▶ Data section:
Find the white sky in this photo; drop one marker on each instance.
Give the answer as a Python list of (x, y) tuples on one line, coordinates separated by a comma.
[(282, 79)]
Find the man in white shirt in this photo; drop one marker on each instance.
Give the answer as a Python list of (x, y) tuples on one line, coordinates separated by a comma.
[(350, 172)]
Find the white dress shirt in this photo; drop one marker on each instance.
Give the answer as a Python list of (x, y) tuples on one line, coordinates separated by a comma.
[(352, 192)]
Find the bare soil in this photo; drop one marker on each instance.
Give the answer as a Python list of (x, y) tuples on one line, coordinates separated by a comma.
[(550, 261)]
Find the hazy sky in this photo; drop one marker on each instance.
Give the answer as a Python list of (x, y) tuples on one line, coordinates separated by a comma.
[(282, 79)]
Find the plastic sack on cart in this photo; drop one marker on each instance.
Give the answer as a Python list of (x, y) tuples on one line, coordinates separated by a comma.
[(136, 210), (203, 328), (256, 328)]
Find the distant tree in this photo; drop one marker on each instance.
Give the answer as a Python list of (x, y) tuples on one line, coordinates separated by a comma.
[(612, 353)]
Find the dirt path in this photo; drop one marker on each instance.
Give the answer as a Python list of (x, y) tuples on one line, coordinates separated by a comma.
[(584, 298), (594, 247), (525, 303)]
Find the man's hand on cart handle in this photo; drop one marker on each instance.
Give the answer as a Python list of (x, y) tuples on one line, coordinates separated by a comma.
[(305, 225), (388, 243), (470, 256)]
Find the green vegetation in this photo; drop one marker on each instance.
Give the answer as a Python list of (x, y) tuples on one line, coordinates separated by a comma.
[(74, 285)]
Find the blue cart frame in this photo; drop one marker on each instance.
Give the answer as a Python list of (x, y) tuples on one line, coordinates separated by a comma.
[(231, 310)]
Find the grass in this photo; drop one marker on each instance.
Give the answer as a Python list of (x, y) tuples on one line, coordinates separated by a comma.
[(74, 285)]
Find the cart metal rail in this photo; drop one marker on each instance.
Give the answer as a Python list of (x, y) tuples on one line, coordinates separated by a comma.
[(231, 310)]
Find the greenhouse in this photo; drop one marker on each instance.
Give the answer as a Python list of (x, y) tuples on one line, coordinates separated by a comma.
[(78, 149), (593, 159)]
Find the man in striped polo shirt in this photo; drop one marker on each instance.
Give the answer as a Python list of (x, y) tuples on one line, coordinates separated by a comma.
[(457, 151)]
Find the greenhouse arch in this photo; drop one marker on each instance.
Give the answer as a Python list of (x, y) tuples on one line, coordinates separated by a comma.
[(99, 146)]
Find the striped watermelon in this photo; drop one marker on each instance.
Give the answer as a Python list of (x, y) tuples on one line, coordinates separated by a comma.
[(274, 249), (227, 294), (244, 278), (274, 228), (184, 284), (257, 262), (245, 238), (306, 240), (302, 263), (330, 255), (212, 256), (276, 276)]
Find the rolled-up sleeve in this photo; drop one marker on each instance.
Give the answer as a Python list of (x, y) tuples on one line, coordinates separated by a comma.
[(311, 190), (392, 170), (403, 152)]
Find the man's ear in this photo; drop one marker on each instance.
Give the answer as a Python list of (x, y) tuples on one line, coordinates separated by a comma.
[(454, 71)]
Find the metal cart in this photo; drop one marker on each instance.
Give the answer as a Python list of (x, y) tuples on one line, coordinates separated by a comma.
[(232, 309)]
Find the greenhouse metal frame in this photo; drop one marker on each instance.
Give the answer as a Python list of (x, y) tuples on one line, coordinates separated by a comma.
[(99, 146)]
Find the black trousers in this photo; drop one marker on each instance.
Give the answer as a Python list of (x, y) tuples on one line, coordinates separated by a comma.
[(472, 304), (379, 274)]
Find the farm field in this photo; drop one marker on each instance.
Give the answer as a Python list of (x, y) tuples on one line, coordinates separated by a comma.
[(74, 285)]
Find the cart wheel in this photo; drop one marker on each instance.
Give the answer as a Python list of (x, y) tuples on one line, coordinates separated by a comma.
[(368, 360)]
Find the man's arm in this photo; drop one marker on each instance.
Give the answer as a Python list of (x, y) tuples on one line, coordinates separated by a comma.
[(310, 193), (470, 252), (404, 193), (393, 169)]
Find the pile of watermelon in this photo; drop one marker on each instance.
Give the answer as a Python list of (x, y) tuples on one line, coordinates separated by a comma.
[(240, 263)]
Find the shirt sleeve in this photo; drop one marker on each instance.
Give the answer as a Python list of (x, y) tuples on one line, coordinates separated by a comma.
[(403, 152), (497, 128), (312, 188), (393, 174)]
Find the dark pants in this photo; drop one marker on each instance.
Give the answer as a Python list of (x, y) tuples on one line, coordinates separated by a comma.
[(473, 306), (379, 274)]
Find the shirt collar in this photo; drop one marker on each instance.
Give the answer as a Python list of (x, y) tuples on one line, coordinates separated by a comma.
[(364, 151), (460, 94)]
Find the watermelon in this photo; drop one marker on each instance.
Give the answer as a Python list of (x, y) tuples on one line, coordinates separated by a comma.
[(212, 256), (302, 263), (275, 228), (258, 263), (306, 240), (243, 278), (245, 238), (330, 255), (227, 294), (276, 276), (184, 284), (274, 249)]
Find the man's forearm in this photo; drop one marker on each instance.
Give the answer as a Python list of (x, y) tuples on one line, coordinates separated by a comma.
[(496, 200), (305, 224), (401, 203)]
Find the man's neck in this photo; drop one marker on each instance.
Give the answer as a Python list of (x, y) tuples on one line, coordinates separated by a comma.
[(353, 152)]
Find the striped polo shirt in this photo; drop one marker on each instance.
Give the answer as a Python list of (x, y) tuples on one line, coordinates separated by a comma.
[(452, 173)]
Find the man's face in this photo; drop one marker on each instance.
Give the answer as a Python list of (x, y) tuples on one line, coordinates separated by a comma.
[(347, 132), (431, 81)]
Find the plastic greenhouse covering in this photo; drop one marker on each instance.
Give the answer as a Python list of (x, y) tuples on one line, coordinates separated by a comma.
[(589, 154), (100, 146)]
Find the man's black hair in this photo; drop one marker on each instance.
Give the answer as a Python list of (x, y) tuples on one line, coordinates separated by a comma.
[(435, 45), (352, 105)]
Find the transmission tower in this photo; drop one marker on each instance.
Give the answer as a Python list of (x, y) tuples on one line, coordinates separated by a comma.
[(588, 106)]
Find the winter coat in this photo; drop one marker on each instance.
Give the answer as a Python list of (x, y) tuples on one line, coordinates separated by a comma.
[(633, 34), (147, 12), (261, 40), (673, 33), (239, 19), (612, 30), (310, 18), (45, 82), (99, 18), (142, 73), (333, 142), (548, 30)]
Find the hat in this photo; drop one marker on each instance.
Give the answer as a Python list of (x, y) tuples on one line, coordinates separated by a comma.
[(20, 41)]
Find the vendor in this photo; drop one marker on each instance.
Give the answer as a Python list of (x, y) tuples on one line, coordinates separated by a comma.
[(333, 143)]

▶ Request:
Lay out every line of the listing above as a numbered list, omitting any blank lines.

▶ Task output:
1. Find the white sky in this photo; drop one marker on each instance.
2. Give the answer as a Python list of (x, y) tuples on one line, coordinates separated by a comma.
3. [(282, 79)]
4. Find the man in white shirt in this photo; drop one marker on each instance.
5. Give the answer as a Python list of (x, y) tuples on one line, coordinates separated by a comma.
6. [(350, 172)]
7. Find the white dress shirt in this photo; drop one marker on each instance.
8. Give the answer as a Python list of (x, y) tuples on one line, coordinates separated by a comma.
9. [(352, 192)]
10. Find the bare soil in this photo; drop one marker on each instance.
11. Give the answer as a Python list of (x, y) tuples on one line, coordinates separated by a comma.
12. [(550, 261)]
13. Find the hazy sky in this photo; drop one marker on each instance.
14. Give the answer as a Python list of (x, y) tuples on one line, coordinates separated by a comma.
15. [(282, 79)]
16. Find the plastic sack on cart in this photo; drop one marker on each instance.
17. Give the answer as a Python list of (x, y) tuples on one line, coordinates separated by a comma.
18. [(136, 210), (203, 328), (256, 328)]
19. Find the distant tree in this photo; drop one marker on each instance.
20. Give the answer as a Python list of (x, y) tuples on one line, coordinates separated by a comma.
21. [(612, 353)]
22. Find the dirt path in this photo; drop one marker on each instance.
23. Give the answer as a Python list of (x, y) tuples on one line, coordinates separated by a comma.
24. [(584, 298), (594, 247), (525, 303)]
25. Find the man's hand on cart handle in this photo; drop one marker on each instance.
26. Give the answer as a Python list of (x, y) tuples on one line, coordinates separated by a comma.
27. [(305, 225), (388, 243), (470, 256)]
28. Find the green vegetation in this photo; drop one marker on each instance.
29. Give the answer as a Python list of (x, y) tuples on one line, coordinates separated by a comma.
30. [(74, 285)]
31. Find the blue cart frame in this photo; drop one marker on each instance.
32. Give the answer as a Python list of (x, y) tuples on one line, coordinates separated by a comma.
33. [(231, 310)]
34. Find the grass in this photo; drop one marker on each instance.
35. Give the answer as a Python list of (x, y) tuples on one line, coordinates separated by a comma.
36. [(74, 285)]
37. Find the cart metal rail in this photo; drop one marker on each instance.
38. Give the answer as a Python list of (x, y) tuples on one line, coordinates separated by a comma.
39. [(231, 310)]
40. Find the greenhouse in this photo; drop one marker on each instance.
41. Give the answer as a Python list of (x, y) tuples on one line, coordinates separated by a comma.
42. [(78, 149), (593, 159)]
43. Find the man in striped polo shirt in this photo; drop one marker on each instance.
44. Give the answer as a Python list of (x, y) tuples on one line, coordinates separated by a comma.
45. [(457, 151)]
46. Find the greenhouse arch in this photo; drop one marker on each instance.
47. Give the answer as a Python list of (x, y) tuples on one line, coordinates separated by a comma.
48. [(99, 146)]
49. Find the striped watermelon in this photo; drop one marker on each instance.
50. Give the answer as a Python list of (x, y) tuples on one line, coordinates separated by a comma.
51. [(274, 249), (227, 294), (244, 278), (274, 228), (184, 284), (257, 262), (245, 238), (306, 240), (302, 263), (330, 255), (212, 256), (276, 276)]
52. Find the rolled-up sleeve in this photo; drop one marker on each instance.
53. Give the answer as a Python list of (x, y) tuples on one line, coordinates separated by a comma.
54. [(311, 190), (392, 170), (403, 152)]
55. Find the man's ear in this photo; drop one marker on each instance.
56. Give the answer as a Python list of (x, y) tuples on one line, coordinates separated by a comma.
57. [(454, 71)]
58. Find the metal cart in this photo; drop one marker on each instance.
59. Give the answer as a Python list of (x, y) tuples on one line, coordinates separated by a comma.
60. [(232, 309)]
61. Find the greenhouse metal frame in this photo; drop one marker on each instance.
62. Give the answer as a Python list of (x, y) tuples on one line, coordinates separated by a comma.
63. [(99, 146)]
64. Find the black trousers in this photo; drop one marker on each instance.
65. Give the answer as a Python list of (x, y) tuples on one line, coordinates separated by a comma.
66. [(472, 304), (379, 274)]
67. Find the farm field in this photo; drop one marker on each instance.
68. Give the answer as a Python list of (x, y) tuples on one line, coordinates separated by a comma.
69. [(74, 285)]
70. Find the cart wheel in this photo; drop one marker on each instance.
71. Give the answer as a Python list of (x, y) tuples on one line, coordinates separated by a comma.
72. [(368, 360)]
73. Find the man's arm in this photo; drop one marker on each instance.
74. Give the answer as a Python list of (x, y) tuples on one line, coordinates separated by a comma.
75. [(310, 193), (470, 252), (404, 193), (393, 169)]
76. Find the pile of watermelon in this photo; drop one marker on each instance.
77. Give the answer as a Python list of (x, y) tuples on one line, coordinates separated by a comma.
78. [(240, 263)]
79. Find the shirt sleeve in this photo; drop one marker on each instance.
80. Give the answer as a Python list of (x, y) tuples on one line, coordinates separated by a comma.
81. [(403, 152), (497, 128), (312, 188), (393, 174)]
82. Find the dark pants in this photo; drop one marker on each instance.
83. Give the answer as a Python list of (x, y) tuples on one line, coordinates separated by a comma.
84. [(473, 306), (379, 274)]
85. Find the shirt collar in this photo; drop one marker on each instance.
86. Give the answer as a Python list of (x, y) tuples on one line, coordinates separated by a comma.
87. [(364, 151), (460, 94)]
88. Find the watermelon in this photo; drop one marker on each instance.
89. Give the answer as a Python list of (x, y) tuples on one line, coordinates separated by a comma.
90. [(212, 256), (302, 263), (275, 228), (258, 263), (306, 240), (243, 278), (245, 238), (330, 255), (227, 294), (276, 276), (184, 284), (274, 249)]
91. Find the man's forearm in this photo; drop one marker on each instance.
92. Give the answer as a Python list of (x, y) tuples on one line, coordinates separated by a comma.
93. [(496, 200), (305, 224), (401, 203)]
94. Find the man's neck in this photo; drop one marker on each instance.
95. Give the answer as a Python list of (x, y) tuples on one line, coordinates separated by a comma.
96. [(353, 152)]
97. Find the striped polo shirt in this photo; drop one marker on each instance.
98. Give the answer as a Python list of (x, y) tuples on one line, coordinates separated by a comma.
99. [(452, 173)]
100. Find the man's face in this photo; drop one marker on each instance.
101. Give the answer as a Python list of (x, y) tuples on one line, coordinates separated by a comma.
102. [(347, 132), (431, 81)]
103. Find the plastic greenhouse covering in this photo; drop one marker on each instance.
104. Give the answer as a Python list of (x, y) tuples on one line, coordinates separated by a comma.
105. [(589, 154), (100, 146)]
106. Find the man's black hair in this photo; drop one marker on each instance.
107. Give the answer as a Python list of (x, y) tuples on one line, coordinates separated by a comma.
108. [(435, 45), (352, 105)]
109. Find the transmission tower in this photo; drop one marker on each instance.
110. Give the answer as a Python list of (x, y) tuples on one line, coordinates separated by a comma.
111. [(588, 106)]
112. Find the winter coat in this photo; drop one marker on each instance.
113. Give the answer as a Python list of (x, y) tuples on one line, coordinates separated by a comma.
114. [(633, 34), (147, 12), (261, 40), (673, 33), (239, 19), (612, 30), (310, 18), (45, 82), (99, 18), (142, 73), (333, 142), (548, 30)]
115. Find the hat in this photo; drop one marker on each instance.
116. Give the answer as a Python list of (x, y) tuples on one line, coordinates separated by a comma.
117. [(20, 41)]
118. Find the vendor in this photo; drop one marker on each instance.
119. Give the answer as a Python list of (x, y) tuples on one line, coordinates separated by a comma.
120. [(333, 143)]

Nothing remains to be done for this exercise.